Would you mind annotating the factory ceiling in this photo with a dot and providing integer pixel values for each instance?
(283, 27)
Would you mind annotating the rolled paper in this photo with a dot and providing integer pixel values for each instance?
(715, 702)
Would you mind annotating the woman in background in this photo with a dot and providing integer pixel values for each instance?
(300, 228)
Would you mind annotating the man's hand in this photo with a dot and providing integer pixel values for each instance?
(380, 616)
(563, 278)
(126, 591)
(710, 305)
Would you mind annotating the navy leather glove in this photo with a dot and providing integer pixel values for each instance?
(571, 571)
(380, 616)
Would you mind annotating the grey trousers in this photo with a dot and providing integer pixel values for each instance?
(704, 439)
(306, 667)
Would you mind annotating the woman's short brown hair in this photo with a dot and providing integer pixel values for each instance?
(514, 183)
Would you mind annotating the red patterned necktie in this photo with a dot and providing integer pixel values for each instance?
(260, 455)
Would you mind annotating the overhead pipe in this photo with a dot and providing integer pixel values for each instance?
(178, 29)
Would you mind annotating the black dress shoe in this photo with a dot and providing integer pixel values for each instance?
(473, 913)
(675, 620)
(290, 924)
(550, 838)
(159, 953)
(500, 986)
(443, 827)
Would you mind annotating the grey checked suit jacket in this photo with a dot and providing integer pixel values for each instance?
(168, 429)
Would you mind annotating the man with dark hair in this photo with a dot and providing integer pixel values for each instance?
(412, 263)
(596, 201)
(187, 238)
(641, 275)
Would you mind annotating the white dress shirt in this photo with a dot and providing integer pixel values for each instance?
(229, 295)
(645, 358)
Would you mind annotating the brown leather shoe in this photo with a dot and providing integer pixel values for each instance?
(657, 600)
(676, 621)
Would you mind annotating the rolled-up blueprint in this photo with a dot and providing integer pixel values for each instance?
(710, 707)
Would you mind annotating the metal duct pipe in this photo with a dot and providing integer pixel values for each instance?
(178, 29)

◆ Prompt:
Rename "blueprint" to "architectural drawing" in the records from the line with "Would you mind annotating the rolled-up" up to and including the last line of the records. Give back only those lines, with everything else unchanged.

◆ Response:
Would you mind annotating the rolled-up architectural drawing in this photo with a dot and providing integer pixel values for each instance?
(710, 707)
Would you mind annotating the metal duct pipe in this photo with a dot and providing integer pixel values for each instance?
(178, 29)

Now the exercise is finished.